林道の旅についての抜粋によると、分岐点で右に進路を取って入った林道は何線ですか。

▶ _本文抜粋_
☆ ☆ ☆ ☆ ☆

我々もここで車を停めてしばらく休憩をする。
存在感ある大木の傍らを流れる春先の水に手を浸す。心まで洗われるような冷たさだ。
子供たちも普段遊んでいる世界とは違う雰囲気の中ではしゃいでいる。
おかげで少々休憩の時間を取り過ぎたようだ。時計に目をやると時間は11:00過ぎ。
テーブルと椅子を広げることができる場所なので此処で早めのお昼を取ることにした。
お昼を楽しんでいる間、いくつもの登山グループが足を止めて気軽に声を掛けてくれる。
その一度きりのコミュニケーションが妙に嬉しい。
休憩を終えて進むその先では雄大な景色を楽しむことができた。
都心から比較的アクセスしやすい場所でこのような世界を楽しめるのは素晴らしい。
深い谷を挟んだ対面の山腹にも延々と連なる林道の姿が確認され、
真横に通り抜けるその様子はさながら万里の長城であった。
それにしても空が近い。青空のおかげで一層の爽快感がある。
ただ、この林道は小さな崩落が多いので注意が必要でもある。
今回は支障がなかったが、何箇所か大きな岩が路面に鎮座して慎重に進む場面もあった。
気が付けば緩やかな勾配を下りはじめていた。
整備されているところと崩落の痕跡が相互に繰り返される路面を進む。
何年か先にはここも舗装されてしまうのだろうが、
貴重な長距離ダートの雰囲気を今のうちに楽しんでおこう。
途中、新しい命を宿らせているバッコヤナギと思われる樹木が目に留まる。
緑色の少ない崖沿いでその存在は目立っていた。
ほどなくして有馬線との分岐が見えてきた。
◆林道有馬線
分岐点では大名栗線が続く直進路は予想に反して開けられていたが、
今回は有馬線に入線すべく右に進路を取った。
ここからは急勾配の坂を下る。約2kmほどのダートだ。
幅員も狭く、両側から迫り出した樹木のおかげで覆われた感のある林道であるが、
そのせいかカーブミラーに映る青空の美しさが際立って見えた。
雨風の浸食によって荒れ気味の状態が続いて車の挙動が大きくなるが
車内ではそのリズムに合わせる子供たちの笑い声が響いていた。
勾配が緩やかになると同時に路面も広くなってきた。
一気に下ってきた感があるので、ひと息入れるために車を停めて少々休むことにした。
改めて周囲を見回すと少し寂しさがあるが、木々には新芽が顔を出している。
この辺りが新緑で賑わう頃はどのような雰囲気になるのだろうか。
それを確めるために、時間を作ってまた訪れてみよう。
さぁ、舗装路までもうすぐ。
土の感触を大切にしながら陽だまりのダート部分を楽しんだ。
◆飯能方面へ
有馬渓谷〜名栗湖の景観ポイントを通過してr53に出た。

☆ ☆ ☆ ☆ ☆

(物体の指し示しに関するデータセットの抜粋)

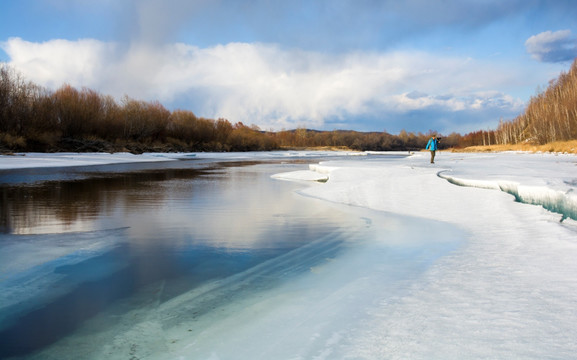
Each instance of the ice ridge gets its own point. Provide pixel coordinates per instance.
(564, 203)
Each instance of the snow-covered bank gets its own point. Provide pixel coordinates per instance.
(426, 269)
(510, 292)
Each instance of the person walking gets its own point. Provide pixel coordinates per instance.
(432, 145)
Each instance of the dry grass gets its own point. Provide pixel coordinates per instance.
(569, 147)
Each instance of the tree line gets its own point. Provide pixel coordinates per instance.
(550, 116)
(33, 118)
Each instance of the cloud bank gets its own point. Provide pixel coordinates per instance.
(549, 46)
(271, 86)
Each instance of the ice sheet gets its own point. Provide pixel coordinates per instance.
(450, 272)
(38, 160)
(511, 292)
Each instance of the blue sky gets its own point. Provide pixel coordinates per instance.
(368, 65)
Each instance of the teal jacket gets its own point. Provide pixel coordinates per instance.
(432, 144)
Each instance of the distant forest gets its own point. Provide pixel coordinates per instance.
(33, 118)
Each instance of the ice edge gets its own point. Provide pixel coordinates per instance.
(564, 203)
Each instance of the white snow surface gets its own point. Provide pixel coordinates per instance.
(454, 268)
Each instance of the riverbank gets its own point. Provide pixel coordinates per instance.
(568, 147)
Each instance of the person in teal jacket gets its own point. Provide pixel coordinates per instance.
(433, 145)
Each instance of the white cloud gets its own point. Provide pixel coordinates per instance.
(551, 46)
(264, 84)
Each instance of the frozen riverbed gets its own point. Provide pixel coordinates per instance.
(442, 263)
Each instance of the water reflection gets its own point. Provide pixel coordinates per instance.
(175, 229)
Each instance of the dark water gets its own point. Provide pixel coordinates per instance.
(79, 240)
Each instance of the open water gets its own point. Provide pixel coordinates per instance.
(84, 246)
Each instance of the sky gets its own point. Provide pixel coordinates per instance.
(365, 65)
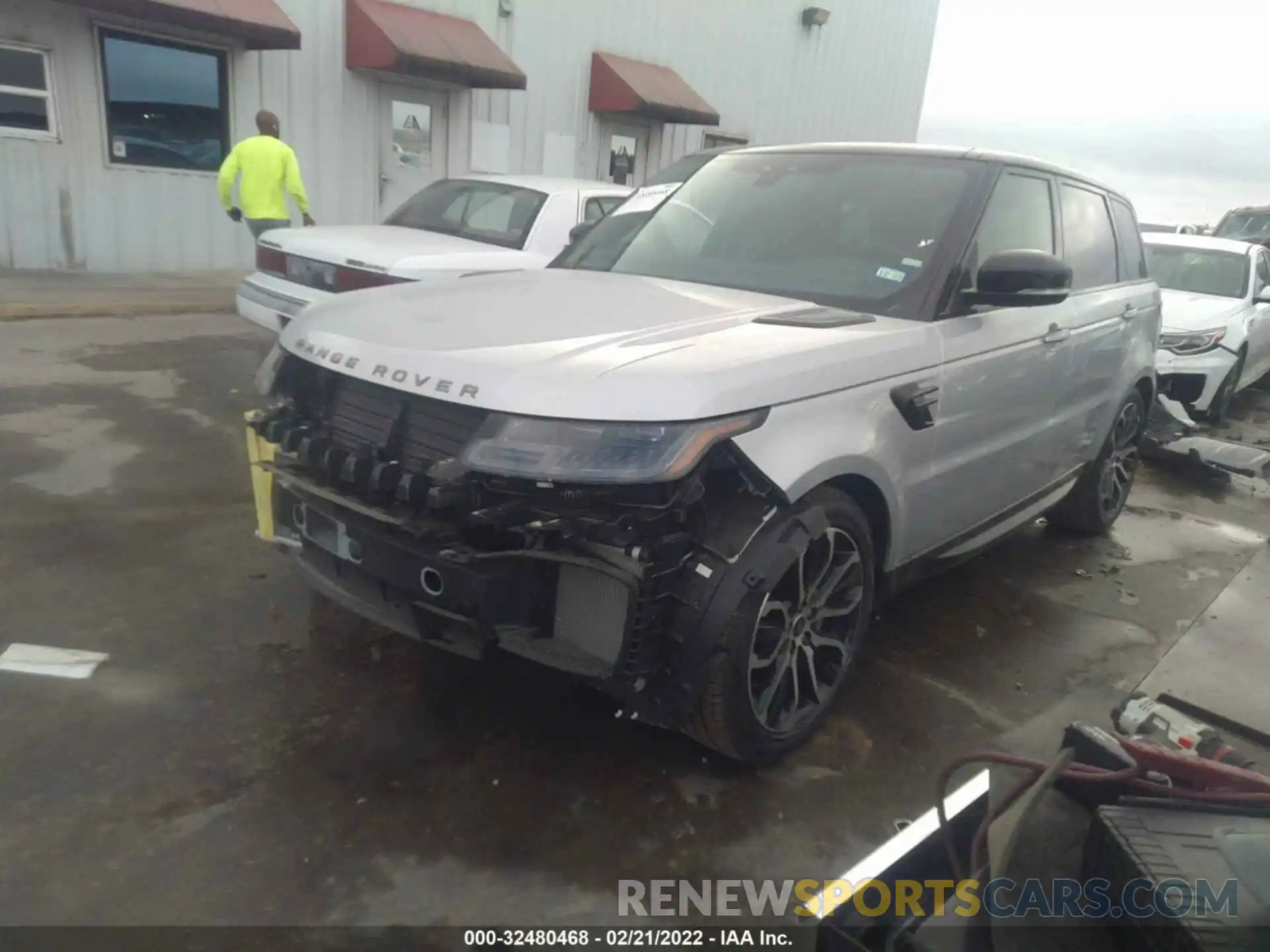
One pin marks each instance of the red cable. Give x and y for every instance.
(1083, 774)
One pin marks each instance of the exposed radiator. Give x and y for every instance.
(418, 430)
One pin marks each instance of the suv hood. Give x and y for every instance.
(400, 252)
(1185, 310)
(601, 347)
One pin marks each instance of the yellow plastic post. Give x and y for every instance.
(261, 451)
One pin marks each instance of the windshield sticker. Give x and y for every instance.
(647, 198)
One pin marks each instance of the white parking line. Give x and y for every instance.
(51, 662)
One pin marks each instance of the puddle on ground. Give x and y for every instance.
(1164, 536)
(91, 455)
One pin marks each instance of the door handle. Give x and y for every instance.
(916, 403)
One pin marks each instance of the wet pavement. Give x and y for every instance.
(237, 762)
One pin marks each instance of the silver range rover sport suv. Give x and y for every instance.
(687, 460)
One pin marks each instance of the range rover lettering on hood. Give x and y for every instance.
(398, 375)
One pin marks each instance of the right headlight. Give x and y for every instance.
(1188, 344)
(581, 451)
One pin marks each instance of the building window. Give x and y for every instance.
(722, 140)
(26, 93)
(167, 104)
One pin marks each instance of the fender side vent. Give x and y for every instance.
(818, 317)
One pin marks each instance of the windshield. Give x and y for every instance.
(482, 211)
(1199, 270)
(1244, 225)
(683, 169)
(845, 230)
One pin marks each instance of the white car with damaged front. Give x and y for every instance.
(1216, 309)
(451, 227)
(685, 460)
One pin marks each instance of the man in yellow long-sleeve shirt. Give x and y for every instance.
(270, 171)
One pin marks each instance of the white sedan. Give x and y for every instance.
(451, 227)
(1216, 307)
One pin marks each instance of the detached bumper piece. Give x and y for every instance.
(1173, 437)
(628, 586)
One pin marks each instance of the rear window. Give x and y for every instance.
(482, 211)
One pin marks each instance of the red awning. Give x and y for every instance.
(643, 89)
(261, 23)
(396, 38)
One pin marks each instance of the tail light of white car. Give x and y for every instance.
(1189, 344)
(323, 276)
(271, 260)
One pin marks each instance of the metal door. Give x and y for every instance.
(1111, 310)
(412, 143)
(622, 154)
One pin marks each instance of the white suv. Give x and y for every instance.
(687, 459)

☆ ☆ ☆ ☆ ☆

▶ _課題の結果_
有馬線です。